• [AUFGABEN]:
1. Der wievielte Haushalt ist es laut der Rede zum Haushalt 2020, den OB und Kämmerer vorgelegt haben?
2. Führe die Rede zum Haushalt 2020 nach ihrem letzten Satz weiter.

Rede von Hans-Werner Seitz zum Haushalt 2020

Das ist der 4. Haushalt, der uns vom OB und Kämmerer vorgelegt wurde und dessen Verabschiedung von den Fraktionen von SPD, CDU und BfM verantwortet werden wird. Ich hoffe, es ist der vorletzte in dieser Konstellation. Wie in den vergangenen Jahren könnte das eine jährliche Routine sein, wenn wir als Oppositionsfraktion die Mehrheitspolitik des abgelaufenen Jahres und den Haushaltsentwurf des OB kritisieren.

Ja, im Ganzen ist das ein braver Haushalt. In den Bereichen Soziales und Kultur wurde den Wünschen der freien Träger und Initiativen weitgehend nachgekommen. Da hat der OB gelernt. Die Kinderbetreuung bekommt mehr Geld durch zusätzliche Fachkraftstunden, was auch durch die zusätzlichen Gelder von Bund und Land sicherlich erleichtert wurde.

Ansonsten bildet sich die große Gewerbesteuernachzahlung von 2018 durch die deutliche Absenkung der Landeszuweisung ab. Nichts, was beunruhigen muss. Nichts, was wir nicht vorher wussten. Dafür hatten wir den großen Überschuss. Das geplante Defizit kann mit den freien liquiden Rücklagen ausgeglichen werden. Alles nichts besonders.

Würdigen wollen wir explizit die Anstrengungen der Stadt zur Förderung der Gleichstellung und – ganz wichtig – das von allen Fraktionen getragene Programm gegen Hass und Hetze, gegen Rassismus und rechte Gewalt. Da liebe Kolleg*innen und Magistratsmitglieder sind wir uns einig. Da stehen wir zusammen.

Aber ich habe mal in meinen Redebeitrag vom vergangenen Jahr geschaut. Der begann so: „300 Mio. € muss der Bundesfinanzminister für den Bundeshaushalt 2020 als Strafe einstellen, weil die BRD ihre selbst gesteckten Klimaschutzziele für den Zeitraum bis 2020 nicht erreichen wird. Das ist eine erschreckende Bankrotterklärung in Zeiten, wo hunderttausende junge Leute freitags unter dem Motto „Fridays for Future“ in Deutschland auf die Straßen gehen und einen schnellen und radikalen Wandel der Klimaschutzpolitik einfordern. Sie haben erkannt, dass die Begrenzung der Erderwärmung auf höchstens 1,5 °C bis 2100 nicht erreicht werden kann, wenn die verantwortliche Politik so weiter macht wie bisher. Damit haben sie recht!“

Was hat sich seitdem geändert? Die Bewegung zur Rettung des Klimas ist breiter geworden und umfasst mittlerweile alle Altersstufen. Die Mehrheit der politischen Parteien hat die Wichtigkeit einer konsequenten Klimaschutzpolitik anerkannt – zumindest in ihren Bekundungen. Aber mit der Umsetzung hapert es weiterhin. Der Kohlekompromiss sichert zwar den betroffenen Regionen, Beschäftigten und Unternehmen umfangreiche Hilfen zu, aber der Ausbau der regenerativen Energien wird weiterhin behindert oder blockiert. Der Ausbau der Windkraft ist fast zum Erliegen gekommen, und in den vergangenen Jahren wurden durch die Politik der Bundesregierung mehr als 40.000 Arbeitsplätze in der Windkraftindustrie vernichtet worden, sagt auch die IG Metall. In der Summe heißt das: Mrd. Euro für die Kohle bei gleichzeitigem Ausbremsen der Windkraft. Dazu später.

• [DATENZEILEN]:
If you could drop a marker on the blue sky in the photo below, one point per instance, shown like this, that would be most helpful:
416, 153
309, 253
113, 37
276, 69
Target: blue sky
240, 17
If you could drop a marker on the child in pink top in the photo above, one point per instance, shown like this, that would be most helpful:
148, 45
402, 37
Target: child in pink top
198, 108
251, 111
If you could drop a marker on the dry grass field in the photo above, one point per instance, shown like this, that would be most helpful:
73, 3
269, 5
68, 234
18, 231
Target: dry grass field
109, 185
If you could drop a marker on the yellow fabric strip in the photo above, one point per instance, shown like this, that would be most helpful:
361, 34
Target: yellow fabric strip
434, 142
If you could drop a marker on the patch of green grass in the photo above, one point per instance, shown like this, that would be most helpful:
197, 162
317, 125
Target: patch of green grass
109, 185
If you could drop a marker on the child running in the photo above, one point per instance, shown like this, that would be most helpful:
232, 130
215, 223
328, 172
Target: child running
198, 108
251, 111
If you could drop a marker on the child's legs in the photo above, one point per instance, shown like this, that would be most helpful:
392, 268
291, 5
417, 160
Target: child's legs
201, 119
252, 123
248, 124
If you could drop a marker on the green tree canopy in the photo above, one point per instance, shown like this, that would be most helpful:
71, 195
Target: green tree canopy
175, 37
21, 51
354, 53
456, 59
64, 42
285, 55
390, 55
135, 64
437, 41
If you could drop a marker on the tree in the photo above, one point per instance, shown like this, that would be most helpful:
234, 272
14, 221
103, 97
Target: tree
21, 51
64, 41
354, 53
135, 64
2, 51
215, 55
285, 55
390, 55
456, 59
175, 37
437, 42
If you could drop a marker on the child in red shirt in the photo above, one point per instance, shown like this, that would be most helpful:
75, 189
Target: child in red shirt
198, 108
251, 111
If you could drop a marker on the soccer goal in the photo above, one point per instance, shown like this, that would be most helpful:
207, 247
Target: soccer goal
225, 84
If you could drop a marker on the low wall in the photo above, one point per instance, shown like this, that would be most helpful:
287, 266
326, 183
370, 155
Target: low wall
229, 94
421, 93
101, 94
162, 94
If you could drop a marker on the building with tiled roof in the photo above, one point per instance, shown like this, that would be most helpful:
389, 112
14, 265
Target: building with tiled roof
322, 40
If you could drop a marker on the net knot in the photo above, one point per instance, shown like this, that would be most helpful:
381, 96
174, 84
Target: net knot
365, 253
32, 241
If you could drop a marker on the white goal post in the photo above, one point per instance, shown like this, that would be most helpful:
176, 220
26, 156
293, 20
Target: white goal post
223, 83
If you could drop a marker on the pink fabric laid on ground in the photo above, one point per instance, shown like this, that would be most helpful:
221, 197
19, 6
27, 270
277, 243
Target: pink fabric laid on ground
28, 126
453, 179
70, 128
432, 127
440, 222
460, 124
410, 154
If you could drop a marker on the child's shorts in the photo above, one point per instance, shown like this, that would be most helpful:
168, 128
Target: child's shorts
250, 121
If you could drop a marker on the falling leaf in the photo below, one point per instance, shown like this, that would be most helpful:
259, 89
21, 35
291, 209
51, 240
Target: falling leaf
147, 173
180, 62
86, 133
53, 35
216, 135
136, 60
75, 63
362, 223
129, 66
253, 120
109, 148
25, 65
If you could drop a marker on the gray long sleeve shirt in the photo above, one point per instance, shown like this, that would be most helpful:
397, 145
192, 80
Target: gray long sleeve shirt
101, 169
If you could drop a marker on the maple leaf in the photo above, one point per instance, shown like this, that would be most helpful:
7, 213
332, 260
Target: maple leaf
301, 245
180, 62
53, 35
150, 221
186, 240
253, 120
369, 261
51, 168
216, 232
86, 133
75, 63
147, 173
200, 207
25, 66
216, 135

• [LÖSUNGEN]:
1. Der vierte.

2.
In der Regierungspolitik hat sich substantiell wenig geändert. Klimapäckchen hin oder her. So werden die selbst gesteckten Ziele nicht erreicht. Mit dem städtischen Haushalt 2020 verhält es sich jedoch anders als in den Vorjahren. Der vorgelegte Haushaltsentwurf ist der Haushalt Nr. 1, nachdem wir im Juni 2019 mit den Stimmen von SPD, Grünen, Linken, sowie 2 Stimmen der BfM und 3 Stimmen der CDU, den Klimanotstand für die Universitätsstadt Marburg ausgerufen haben. Die FDP/MBL ist dabei raus. Ihr hattet konsequent dagegen gestimmt.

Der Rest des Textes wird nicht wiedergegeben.